Excerpt from a dataset
══════════
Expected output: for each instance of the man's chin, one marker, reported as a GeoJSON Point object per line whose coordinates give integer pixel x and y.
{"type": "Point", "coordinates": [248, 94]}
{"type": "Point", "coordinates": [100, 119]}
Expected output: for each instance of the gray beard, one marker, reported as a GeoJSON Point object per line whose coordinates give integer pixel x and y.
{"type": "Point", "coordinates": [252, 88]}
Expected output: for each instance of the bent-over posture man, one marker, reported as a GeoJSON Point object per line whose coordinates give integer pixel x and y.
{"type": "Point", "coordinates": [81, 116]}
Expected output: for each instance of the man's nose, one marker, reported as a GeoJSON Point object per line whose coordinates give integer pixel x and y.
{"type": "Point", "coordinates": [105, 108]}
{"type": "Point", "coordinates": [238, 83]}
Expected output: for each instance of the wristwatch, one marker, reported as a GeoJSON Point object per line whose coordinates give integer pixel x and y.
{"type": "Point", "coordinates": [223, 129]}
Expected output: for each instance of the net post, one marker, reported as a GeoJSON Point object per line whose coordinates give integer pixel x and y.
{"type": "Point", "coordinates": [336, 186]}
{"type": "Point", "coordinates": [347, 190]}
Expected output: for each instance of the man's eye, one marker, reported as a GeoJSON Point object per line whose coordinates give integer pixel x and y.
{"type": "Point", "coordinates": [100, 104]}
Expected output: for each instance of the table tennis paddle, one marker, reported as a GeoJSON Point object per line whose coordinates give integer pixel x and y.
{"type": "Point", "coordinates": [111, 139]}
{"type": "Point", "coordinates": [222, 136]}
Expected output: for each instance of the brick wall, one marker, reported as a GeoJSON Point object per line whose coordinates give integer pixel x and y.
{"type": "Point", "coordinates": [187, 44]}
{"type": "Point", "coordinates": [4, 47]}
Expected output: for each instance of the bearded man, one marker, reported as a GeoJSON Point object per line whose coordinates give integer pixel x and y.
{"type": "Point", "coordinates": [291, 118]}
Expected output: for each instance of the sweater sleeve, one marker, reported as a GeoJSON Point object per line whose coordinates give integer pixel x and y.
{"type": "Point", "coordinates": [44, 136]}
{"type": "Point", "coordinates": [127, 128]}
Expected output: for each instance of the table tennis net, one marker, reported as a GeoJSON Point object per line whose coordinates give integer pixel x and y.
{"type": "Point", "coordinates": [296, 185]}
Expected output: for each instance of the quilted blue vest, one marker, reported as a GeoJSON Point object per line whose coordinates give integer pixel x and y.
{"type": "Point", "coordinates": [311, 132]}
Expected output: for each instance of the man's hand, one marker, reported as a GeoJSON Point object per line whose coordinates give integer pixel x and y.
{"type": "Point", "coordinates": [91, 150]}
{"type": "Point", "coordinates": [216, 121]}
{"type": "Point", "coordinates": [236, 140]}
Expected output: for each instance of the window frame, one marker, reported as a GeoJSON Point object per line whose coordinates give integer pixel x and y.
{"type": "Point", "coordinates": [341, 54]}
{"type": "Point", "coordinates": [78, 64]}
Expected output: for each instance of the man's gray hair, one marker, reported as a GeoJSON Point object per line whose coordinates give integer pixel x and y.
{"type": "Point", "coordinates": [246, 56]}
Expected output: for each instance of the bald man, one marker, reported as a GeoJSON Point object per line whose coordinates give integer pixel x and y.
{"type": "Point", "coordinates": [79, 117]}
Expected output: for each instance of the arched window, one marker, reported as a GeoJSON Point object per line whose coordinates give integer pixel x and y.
══════════
- **EXERCISE PROMPT**
Output every line of the listing above as a numbered list, leaving out any blank lines.

- **THE SOLUTION**
1. Expected output: for each instance of the man's chin, one marker, reported as a GeoJSON Point object per line whose coordinates give integer pixel x and y.
2. {"type": "Point", "coordinates": [248, 94]}
3. {"type": "Point", "coordinates": [100, 119]}
4. Expected output: for each instance of the gray beard, one marker, reported as a GeoJSON Point object per line whose coordinates give integer pixel x and y.
5. {"type": "Point", "coordinates": [252, 88]}
6. Expected output: for each instance of the bent-over posture man, one marker, reported as a GeoJSON Point object per line whose coordinates give integer pixel x and y.
7. {"type": "Point", "coordinates": [81, 116]}
8. Expected output: for each instance of the man's nose, one marker, reported as a GeoJSON Point object per line whose coordinates give integer pixel x and y.
9. {"type": "Point", "coordinates": [105, 108]}
10. {"type": "Point", "coordinates": [238, 83]}
11. Expected output: for each instance of the wristwatch, one marker, reported as a GeoJSON Point object per line whose coordinates give integer pixel x and y.
12. {"type": "Point", "coordinates": [223, 129]}
13. Expected output: for each instance of the net post, one marker, reported as a GeoJSON Point object per line whose coordinates give integer pixel x and y.
14. {"type": "Point", "coordinates": [336, 186]}
15. {"type": "Point", "coordinates": [347, 190]}
16. Expected output: for each instance of the man's eye, one marker, reported as a GeoJSON Point object per line whose coordinates give integer pixel x and y.
17. {"type": "Point", "coordinates": [100, 104]}
18. Expected output: for each instance of the table tennis paddle, one marker, reported as a GeoJSON Point object per line whose coordinates give integer pixel x and y.
19. {"type": "Point", "coordinates": [111, 139]}
20. {"type": "Point", "coordinates": [222, 136]}
21. Expected output: for each instance of the brick wall, one marker, reported as a GeoJSON Point object per line whose coordinates give integer pixel x and y.
22. {"type": "Point", "coordinates": [187, 44]}
23. {"type": "Point", "coordinates": [4, 47]}
24. Expected output: for each instance of the bearded man, one marker, reported as a GeoJSON Point object per line whose coordinates give integer pixel x and y.
25. {"type": "Point", "coordinates": [291, 118]}
26. Expected output: for each instance of the sweater sleeve, one marker, reported as a GeoJSON Point object per line whose coordinates give integer pixel x and y.
27. {"type": "Point", "coordinates": [44, 136]}
28. {"type": "Point", "coordinates": [127, 128]}
29. Expected output: for each instance of the table tennis net, one marker, reported as a GeoJSON Point object per line whose coordinates give integer pixel x and y.
30. {"type": "Point", "coordinates": [296, 185]}
31. Expected output: for each instance of the quilted blue vest, one marker, reported as a GeoJSON Point object per line whose coordinates give integer pixel x and y.
32. {"type": "Point", "coordinates": [311, 132]}
33. Expected output: for each instance of the man's hand, one marker, reported as a GeoJSON Point object per line whose coordinates give integer pixel x and y.
34. {"type": "Point", "coordinates": [91, 150]}
35. {"type": "Point", "coordinates": [216, 121]}
36. {"type": "Point", "coordinates": [236, 140]}
37. Expected output: for each instance of the window frame, one marker, reported as a GeoJSON Point object per line whose coordinates give integer pixel x and y.
38. {"type": "Point", "coordinates": [341, 54]}
39. {"type": "Point", "coordinates": [78, 64]}
40. Expected output: for each instance of the man's gray hair, one marker, reported as a GeoJSON Point object per line whose coordinates give integer pixel x and y.
41. {"type": "Point", "coordinates": [246, 56]}
42. Expected output: for each instance of the bald man, one marker, reported as a GeoJSON Point object per line whose coordinates give integer pixel x and y.
43. {"type": "Point", "coordinates": [79, 117]}
44. Expected output: for each instance of the arched window, one marker, reported as a GeoJSON Point object per line whose coordinates give integer pixel x and y.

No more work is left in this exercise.